• [Job]:
Return verbatim the run of lines that opens with the line holding "the front wheel" and closes with the last line of the records.

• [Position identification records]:
-- Start --

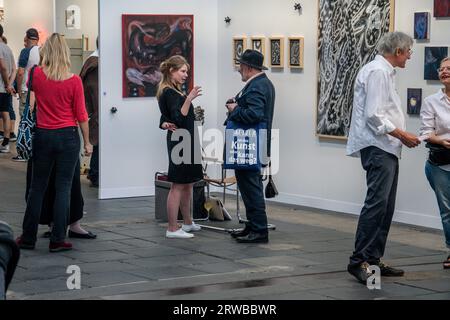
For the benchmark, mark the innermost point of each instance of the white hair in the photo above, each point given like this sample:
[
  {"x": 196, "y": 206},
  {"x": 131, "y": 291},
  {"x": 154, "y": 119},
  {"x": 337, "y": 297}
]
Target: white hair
[{"x": 392, "y": 41}]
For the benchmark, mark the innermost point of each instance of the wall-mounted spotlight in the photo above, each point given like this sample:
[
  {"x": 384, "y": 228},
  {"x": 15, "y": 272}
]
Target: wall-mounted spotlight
[{"x": 298, "y": 7}]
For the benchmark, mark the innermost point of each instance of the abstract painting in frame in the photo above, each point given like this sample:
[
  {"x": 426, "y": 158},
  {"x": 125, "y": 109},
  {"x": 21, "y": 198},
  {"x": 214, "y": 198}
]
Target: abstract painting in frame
[
  {"x": 433, "y": 58},
  {"x": 441, "y": 8},
  {"x": 296, "y": 48},
  {"x": 422, "y": 25},
  {"x": 276, "y": 46},
  {"x": 239, "y": 46},
  {"x": 148, "y": 40},
  {"x": 414, "y": 101},
  {"x": 349, "y": 32},
  {"x": 259, "y": 44}
]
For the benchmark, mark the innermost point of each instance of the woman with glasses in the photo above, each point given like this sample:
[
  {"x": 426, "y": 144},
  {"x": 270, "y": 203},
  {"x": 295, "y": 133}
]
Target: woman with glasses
[{"x": 435, "y": 117}]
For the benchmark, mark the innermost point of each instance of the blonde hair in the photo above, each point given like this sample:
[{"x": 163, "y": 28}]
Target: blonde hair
[
  {"x": 173, "y": 63},
  {"x": 56, "y": 58}
]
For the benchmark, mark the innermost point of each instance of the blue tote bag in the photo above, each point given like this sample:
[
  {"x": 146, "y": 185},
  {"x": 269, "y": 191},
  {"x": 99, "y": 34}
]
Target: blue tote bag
[
  {"x": 245, "y": 145},
  {"x": 26, "y": 126}
]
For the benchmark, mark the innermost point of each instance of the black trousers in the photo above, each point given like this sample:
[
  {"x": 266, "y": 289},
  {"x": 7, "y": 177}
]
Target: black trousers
[
  {"x": 58, "y": 149},
  {"x": 251, "y": 187},
  {"x": 376, "y": 215}
]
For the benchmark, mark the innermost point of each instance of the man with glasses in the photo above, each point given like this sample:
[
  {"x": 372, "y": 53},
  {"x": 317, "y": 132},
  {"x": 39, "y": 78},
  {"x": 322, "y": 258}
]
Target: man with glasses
[{"x": 377, "y": 133}]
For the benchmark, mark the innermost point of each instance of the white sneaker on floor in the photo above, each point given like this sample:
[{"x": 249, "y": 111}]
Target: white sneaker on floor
[
  {"x": 191, "y": 227},
  {"x": 180, "y": 234},
  {"x": 4, "y": 149}
]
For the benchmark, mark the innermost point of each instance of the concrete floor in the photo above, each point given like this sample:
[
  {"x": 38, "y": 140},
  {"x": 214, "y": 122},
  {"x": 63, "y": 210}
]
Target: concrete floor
[{"x": 131, "y": 259}]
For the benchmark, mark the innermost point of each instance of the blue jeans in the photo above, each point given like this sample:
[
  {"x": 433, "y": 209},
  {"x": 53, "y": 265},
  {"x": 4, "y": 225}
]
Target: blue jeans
[
  {"x": 440, "y": 182},
  {"x": 58, "y": 149}
]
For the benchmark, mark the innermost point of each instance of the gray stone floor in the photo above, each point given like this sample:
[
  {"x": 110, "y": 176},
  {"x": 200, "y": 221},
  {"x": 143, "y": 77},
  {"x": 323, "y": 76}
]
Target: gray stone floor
[{"x": 131, "y": 259}]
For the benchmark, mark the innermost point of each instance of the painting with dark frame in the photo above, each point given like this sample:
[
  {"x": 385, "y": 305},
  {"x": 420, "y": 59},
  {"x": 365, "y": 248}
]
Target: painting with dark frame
[
  {"x": 276, "y": 45},
  {"x": 441, "y": 8},
  {"x": 414, "y": 101},
  {"x": 148, "y": 40},
  {"x": 349, "y": 32},
  {"x": 422, "y": 25},
  {"x": 433, "y": 58}
]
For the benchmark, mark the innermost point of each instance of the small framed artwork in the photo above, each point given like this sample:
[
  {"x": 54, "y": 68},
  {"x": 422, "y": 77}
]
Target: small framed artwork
[
  {"x": 442, "y": 8},
  {"x": 414, "y": 100},
  {"x": 296, "y": 45},
  {"x": 276, "y": 45},
  {"x": 239, "y": 46},
  {"x": 422, "y": 25},
  {"x": 259, "y": 44},
  {"x": 433, "y": 58}
]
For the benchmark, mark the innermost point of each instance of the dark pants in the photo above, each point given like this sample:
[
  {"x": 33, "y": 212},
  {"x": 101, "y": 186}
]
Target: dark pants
[
  {"x": 376, "y": 215},
  {"x": 58, "y": 149},
  {"x": 251, "y": 187},
  {"x": 93, "y": 166}
]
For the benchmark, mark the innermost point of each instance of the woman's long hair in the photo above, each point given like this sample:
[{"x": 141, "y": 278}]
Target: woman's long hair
[
  {"x": 56, "y": 58},
  {"x": 173, "y": 63}
]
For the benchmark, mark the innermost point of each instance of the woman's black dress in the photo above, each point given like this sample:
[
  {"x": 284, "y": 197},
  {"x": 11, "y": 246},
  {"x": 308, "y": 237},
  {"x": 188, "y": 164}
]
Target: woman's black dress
[
  {"x": 76, "y": 197},
  {"x": 170, "y": 103}
]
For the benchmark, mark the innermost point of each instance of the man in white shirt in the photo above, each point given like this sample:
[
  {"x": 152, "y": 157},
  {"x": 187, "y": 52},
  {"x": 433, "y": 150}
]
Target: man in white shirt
[{"x": 377, "y": 133}]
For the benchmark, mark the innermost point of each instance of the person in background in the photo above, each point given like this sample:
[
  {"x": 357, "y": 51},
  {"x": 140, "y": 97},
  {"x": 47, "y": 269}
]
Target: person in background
[
  {"x": 377, "y": 132},
  {"x": 56, "y": 142},
  {"x": 7, "y": 76},
  {"x": 89, "y": 76},
  {"x": 435, "y": 118},
  {"x": 177, "y": 112},
  {"x": 29, "y": 57}
]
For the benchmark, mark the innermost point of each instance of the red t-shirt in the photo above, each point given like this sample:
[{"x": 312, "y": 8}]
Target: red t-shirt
[{"x": 60, "y": 104}]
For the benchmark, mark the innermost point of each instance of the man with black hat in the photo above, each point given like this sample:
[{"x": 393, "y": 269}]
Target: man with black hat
[
  {"x": 254, "y": 104},
  {"x": 29, "y": 57}
]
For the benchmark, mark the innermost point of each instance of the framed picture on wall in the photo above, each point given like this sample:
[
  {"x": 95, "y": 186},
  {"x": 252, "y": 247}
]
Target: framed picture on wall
[
  {"x": 239, "y": 46},
  {"x": 343, "y": 49},
  {"x": 433, "y": 58},
  {"x": 441, "y": 8},
  {"x": 259, "y": 44},
  {"x": 296, "y": 48},
  {"x": 422, "y": 25},
  {"x": 276, "y": 46},
  {"x": 414, "y": 101},
  {"x": 148, "y": 40}
]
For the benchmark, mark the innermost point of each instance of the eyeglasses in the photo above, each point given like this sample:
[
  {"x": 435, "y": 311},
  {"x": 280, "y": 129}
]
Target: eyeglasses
[{"x": 442, "y": 69}]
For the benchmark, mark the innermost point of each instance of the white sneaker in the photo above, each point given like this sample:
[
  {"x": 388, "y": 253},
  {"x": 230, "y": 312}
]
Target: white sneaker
[
  {"x": 180, "y": 234},
  {"x": 191, "y": 227},
  {"x": 4, "y": 149}
]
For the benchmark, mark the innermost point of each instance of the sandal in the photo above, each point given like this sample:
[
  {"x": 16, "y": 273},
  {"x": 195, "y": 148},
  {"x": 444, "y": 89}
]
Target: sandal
[{"x": 446, "y": 263}]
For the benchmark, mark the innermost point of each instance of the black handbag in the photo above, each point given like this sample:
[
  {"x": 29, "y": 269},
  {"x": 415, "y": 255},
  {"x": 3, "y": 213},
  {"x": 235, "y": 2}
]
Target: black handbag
[
  {"x": 271, "y": 190},
  {"x": 438, "y": 155}
]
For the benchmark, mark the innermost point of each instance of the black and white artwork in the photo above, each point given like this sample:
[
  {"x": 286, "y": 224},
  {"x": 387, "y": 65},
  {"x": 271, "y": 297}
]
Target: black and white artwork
[
  {"x": 349, "y": 31},
  {"x": 276, "y": 52},
  {"x": 296, "y": 52}
]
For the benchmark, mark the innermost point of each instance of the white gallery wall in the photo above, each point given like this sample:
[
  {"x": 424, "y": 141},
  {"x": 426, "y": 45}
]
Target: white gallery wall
[
  {"x": 316, "y": 172},
  {"x": 313, "y": 172},
  {"x": 132, "y": 146}
]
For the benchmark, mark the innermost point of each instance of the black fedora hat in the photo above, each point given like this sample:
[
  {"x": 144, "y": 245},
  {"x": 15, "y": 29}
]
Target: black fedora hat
[{"x": 253, "y": 59}]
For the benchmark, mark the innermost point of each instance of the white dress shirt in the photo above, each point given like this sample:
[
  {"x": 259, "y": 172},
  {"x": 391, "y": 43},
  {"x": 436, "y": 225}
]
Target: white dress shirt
[
  {"x": 377, "y": 110},
  {"x": 435, "y": 116}
]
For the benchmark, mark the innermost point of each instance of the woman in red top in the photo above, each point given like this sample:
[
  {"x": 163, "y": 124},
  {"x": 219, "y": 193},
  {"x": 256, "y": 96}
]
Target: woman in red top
[{"x": 56, "y": 142}]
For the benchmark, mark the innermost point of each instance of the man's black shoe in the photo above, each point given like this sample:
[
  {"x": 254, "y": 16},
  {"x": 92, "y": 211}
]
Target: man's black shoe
[
  {"x": 360, "y": 272},
  {"x": 387, "y": 271},
  {"x": 253, "y": 237},
  {"x": 240, "y": 232}
]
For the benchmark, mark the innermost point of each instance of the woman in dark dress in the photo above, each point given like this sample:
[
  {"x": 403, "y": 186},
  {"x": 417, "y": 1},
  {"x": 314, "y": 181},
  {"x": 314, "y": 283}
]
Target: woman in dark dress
[{"x": 177, "y": 116}]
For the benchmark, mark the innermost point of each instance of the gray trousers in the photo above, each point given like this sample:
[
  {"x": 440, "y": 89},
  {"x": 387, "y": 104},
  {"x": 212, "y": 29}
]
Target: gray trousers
[{"x": 376, "y": 216}]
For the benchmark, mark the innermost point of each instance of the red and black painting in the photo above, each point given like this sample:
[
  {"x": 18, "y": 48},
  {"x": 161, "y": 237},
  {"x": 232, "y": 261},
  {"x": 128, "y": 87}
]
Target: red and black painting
[
  {"x": 442, "y": 8},
  {"x": 148, "y": 40}
]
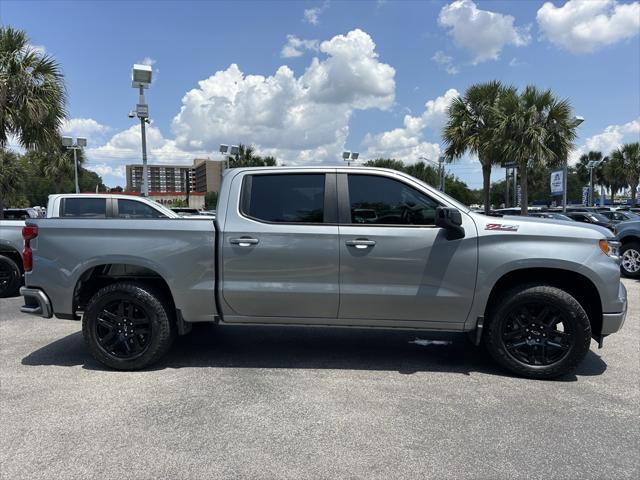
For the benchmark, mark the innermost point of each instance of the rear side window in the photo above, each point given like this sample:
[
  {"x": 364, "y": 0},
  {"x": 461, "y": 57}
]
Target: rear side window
[
  {"x": 385, "y": 201},
  {"x": 290, "y": 198},
  {"x": 84, "y": 208},
  {"x": 135, "y": 209}
]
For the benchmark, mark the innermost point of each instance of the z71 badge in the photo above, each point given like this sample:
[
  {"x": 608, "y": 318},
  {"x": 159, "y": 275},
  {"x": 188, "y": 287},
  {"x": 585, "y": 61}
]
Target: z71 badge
[{"x": 503, "y": 227}]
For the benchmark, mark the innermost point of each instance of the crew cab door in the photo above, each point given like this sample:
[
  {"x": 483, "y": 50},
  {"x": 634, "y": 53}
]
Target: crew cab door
[
  {"x": 395, "y": 264},
  {"x": 280, "y": 247}
]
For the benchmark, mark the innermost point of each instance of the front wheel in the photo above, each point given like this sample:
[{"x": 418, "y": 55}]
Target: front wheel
[
  {"x": 538, "y": 331},
  {"x": 630, "y": 259},
  {"x": 127, "y": 326}
]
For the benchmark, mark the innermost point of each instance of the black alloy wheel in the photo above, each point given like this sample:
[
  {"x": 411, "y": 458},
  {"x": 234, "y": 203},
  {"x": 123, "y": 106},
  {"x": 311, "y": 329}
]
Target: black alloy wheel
[
  {"x": 123, "y": 329},
  {"x": 537, "y": 334}
]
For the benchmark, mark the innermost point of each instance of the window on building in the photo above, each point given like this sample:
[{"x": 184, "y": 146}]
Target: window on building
[
  {"x": 291, "y": 198},
  {"x": 385, "y": 201}
]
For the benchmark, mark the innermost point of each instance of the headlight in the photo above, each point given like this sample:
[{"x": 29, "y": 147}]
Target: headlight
[{"x": 610, "y": 247}]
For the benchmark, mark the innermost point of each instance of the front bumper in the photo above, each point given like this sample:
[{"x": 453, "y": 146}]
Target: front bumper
[
  {"x": 612, "y": 322},
  {"x": 36, "y": 302}
]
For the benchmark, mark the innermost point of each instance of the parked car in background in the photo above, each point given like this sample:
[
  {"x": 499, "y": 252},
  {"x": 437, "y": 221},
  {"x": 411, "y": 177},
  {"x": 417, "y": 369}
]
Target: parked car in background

-- End --

• [Response]:
For the benchmark, mark the innermost point of each instance of the front wheel in the photo above, each point given like this sample:
[{"x": 418, "y": 55}]
Target: front wheel
[
  {"x": 538, "y": 331},
  {"x": 630, "y": 259},
  {"x": 127, "y": 326}
]
For the benchmark, mark the innermost point of each instance of the black alloy wheel in the photo above, each point given like this sample:
[
  {"x": 411, "y": 458},
  {"x": 234, "y": 203},
  {"x": 123, "y": 106},
  {"x": 311, "y": 329}
]
Target: black alloy wheel
[
  {"x": 123, "y": 329},
  {"x": 537, "y": 334}
]
For the benchmark, mark the innermost point of each instance of the window on building in the photo above, each point given like this sample:
[{"x": 184, "y": 146}]
Target: window on building
[
  {"x": 291, "y": 198},
  {"x": 385, "y": 201}
]
For the benchmark, mark the innermost point of each instance of the headlight in the photo above, each point given like this sample:
[{"x": 29, "y": 147}]
Target: headlight
[{"x": 610, "y": 247}]
For the benchmark, mark the innermost point of each instance of the front bumper in the photo above, each point given like this sample:
[{"x": 453, "y": 146}]
Target: front bumper
[
  {"x": 612, "y": 322},
  {"x": 36, "y": 302}
]
For the benchmark, mark the innermost point of each instance of the parked car in background in the photo above, each point given like this sample:
[
  {"x": 499, "y": 252},
  {"x": 437, "y": 221},
  {"x": 411, "y": 177},
  {"x": 417, "y": 369}
]
Target: parked car in background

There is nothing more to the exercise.